··· Listing ···

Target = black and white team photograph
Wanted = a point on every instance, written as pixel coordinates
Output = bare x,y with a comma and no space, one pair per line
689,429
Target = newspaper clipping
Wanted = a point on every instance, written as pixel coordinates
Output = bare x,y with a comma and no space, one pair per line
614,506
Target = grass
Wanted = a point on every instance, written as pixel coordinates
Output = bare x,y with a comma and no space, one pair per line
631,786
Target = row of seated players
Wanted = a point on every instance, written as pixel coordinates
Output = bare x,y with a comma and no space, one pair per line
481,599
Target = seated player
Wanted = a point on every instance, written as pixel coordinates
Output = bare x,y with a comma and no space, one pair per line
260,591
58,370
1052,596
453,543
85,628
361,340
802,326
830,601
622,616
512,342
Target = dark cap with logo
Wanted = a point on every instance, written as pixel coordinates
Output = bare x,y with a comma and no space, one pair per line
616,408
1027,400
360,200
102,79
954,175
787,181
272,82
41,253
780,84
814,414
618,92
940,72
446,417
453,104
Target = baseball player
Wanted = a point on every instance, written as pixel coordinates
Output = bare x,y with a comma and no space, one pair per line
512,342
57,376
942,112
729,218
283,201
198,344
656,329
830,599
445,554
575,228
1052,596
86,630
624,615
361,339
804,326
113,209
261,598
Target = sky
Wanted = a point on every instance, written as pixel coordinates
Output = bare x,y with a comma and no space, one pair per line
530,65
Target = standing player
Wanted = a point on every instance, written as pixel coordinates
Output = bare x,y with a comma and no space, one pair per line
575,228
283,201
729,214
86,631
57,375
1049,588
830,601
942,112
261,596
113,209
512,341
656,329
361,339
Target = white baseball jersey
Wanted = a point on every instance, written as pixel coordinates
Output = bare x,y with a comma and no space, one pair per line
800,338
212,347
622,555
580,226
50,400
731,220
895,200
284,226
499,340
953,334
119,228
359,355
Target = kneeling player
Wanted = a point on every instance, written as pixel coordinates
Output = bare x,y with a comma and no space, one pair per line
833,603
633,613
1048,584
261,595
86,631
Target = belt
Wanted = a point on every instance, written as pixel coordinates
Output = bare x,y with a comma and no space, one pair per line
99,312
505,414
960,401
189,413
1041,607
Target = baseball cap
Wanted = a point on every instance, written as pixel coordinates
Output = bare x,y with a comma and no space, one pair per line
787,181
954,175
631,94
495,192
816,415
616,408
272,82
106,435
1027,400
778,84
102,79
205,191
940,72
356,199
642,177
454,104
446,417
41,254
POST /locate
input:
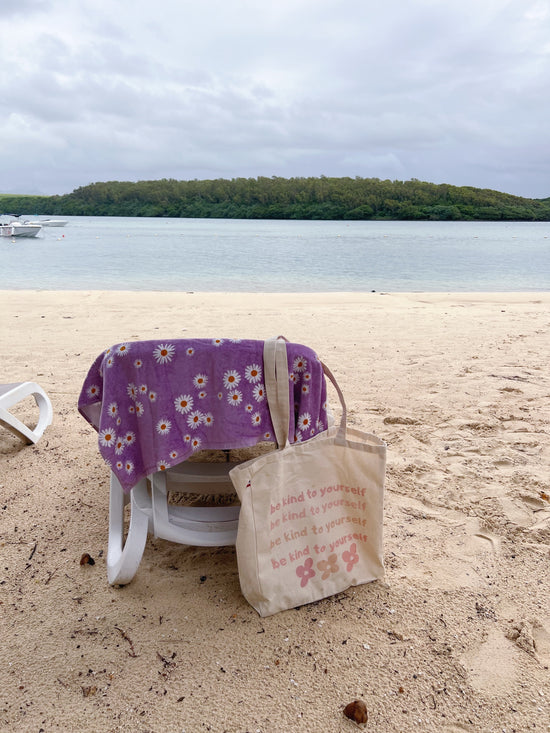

···

#### [Written request]
Locate each line in the material above that contains the string "baseball", treating uppercase and lowercase as distinct, and copy every such line.

#### [Response]
Target = baseball player
Target = white baseball jersey
Target = baseball cap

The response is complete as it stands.